Records of labeled points:
* Start *

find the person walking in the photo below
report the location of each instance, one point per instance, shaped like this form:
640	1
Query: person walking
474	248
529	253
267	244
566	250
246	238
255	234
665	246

* End *
* Start *

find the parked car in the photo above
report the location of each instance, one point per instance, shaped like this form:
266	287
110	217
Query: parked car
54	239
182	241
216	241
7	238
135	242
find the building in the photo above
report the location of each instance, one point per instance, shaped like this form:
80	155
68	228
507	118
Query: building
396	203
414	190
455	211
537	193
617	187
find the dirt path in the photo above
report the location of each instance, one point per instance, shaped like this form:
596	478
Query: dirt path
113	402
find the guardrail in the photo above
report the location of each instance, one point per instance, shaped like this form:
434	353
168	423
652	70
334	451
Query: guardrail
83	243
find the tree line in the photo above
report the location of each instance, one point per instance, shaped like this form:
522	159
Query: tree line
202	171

* End *

**TASK DIRECTIONS**.
Identify each line in the entries above that contains the word "Query", and copy every such line in full.

**OUTPUT BELOW**.
Query: person walking
Query: parked car
Query: building
Query: dirt path
Query: guardrail
Query: tree line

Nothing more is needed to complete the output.